EXCERPT PROVIDED:
------------------------
The Sheba Medical Center team working in Israel’s Ukraine field hospital has completed the hospital’s first Cesarean delivery.
Kohav Meir (shining star) Field Hospital, which opened on March 22 to the background noise of air raid sirens, is named after former prime minister Golda Meir.
The Israeli leader was born in Ukraine and founded the Foreign Ministry’s Agency for International Development, Cooperation and Aid program, which is currently overseeing the field hospital mission.
The C-section was carried out Thursday afternoon by the Sheba Medical Center Maternity Hospital Team, in cooperation with local hospital staff in the Ukrainian city of Mostyska. The team was led by Dr. Michal Kirschenabum, along with surgeon Dr. Hadas Ilan and midwife Dana Schenkel.
The baby, delivered safely despite the limited equipment and resources available to the medical staff, weighed 3.32 kilos.
Kohav Meir field hospital’s inauguration was attended by representatives of the Ukrainian government, the deputy health minister, the governor of the Lviv Oblast and the mayor of Mostyska.
Over 60 members of Sheba’s medical staff are working in the hospital, operating even under the threat of Russian missiles, at the request of Kyiv itself, which asked that the hospital be constructed as part of Israel’s humanitarian efforts to help Ukraine.
------------------------
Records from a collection
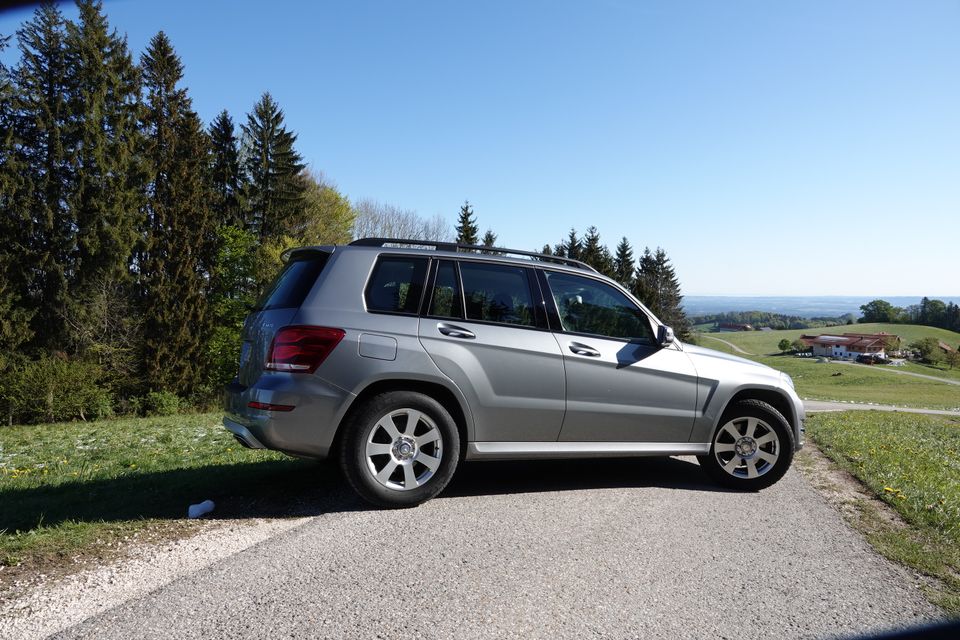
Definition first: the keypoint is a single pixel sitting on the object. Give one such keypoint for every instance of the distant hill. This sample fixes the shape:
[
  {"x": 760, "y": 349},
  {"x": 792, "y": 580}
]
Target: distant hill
[
  {"x": 803, "y": 306},
  {"x": 765, "y": 342}
]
------------------------
CHECK YOUR UNDERSTANDING:
- A) Reproduce the passage of the field hospital article that opens with "The C-section was" and closes with "to help Ukraine.", word for word.
- B) Answer these from the field hospital article:
(i) On what date did the hospital open?
(ii) How much did the baby weigh?
(iii) How many members of Sheba's medical staff work in the hospital?
- C) List every person the field hospital article names.

EXERCISE SOLUTIONS:
- A)
The C-section was carried out Thursday afternoon by the Sheba Medical Center Maternity Hospital Team, in cooperation with local hospital staff in the Ukrainian city of Mostyska. The team was led by Dr. Michal Kirschenabum, along with surgeon Dr. Hadas Ilan and midwife Dana Schenkel.
The baby, delivered safely despite the limited equipment and resources available to the medical staff, weighed 3.32 kilos.
Kohav Meir field hospital’s inauguration was attended by representatives of the Ukrainian government, the deputy health minister, the governor of the Lviv Oblast and the mayor of Mostyska.
Over 60 members of Sheba’s medical staff are working in the hospital, operating even under the threat of Russian missiles, at the request of Kyiv itself, which asked that the hospital be constructed as part of Israel’s humanitarian efforts to help Ukraine.

- B)
(i) March 22
(ii) 3.32 kilos
(iii) Over 60

- C)
Golda Meir
Dr. Michal Kirschenabum
Dr. Hadas Ilan
Dana Schenkel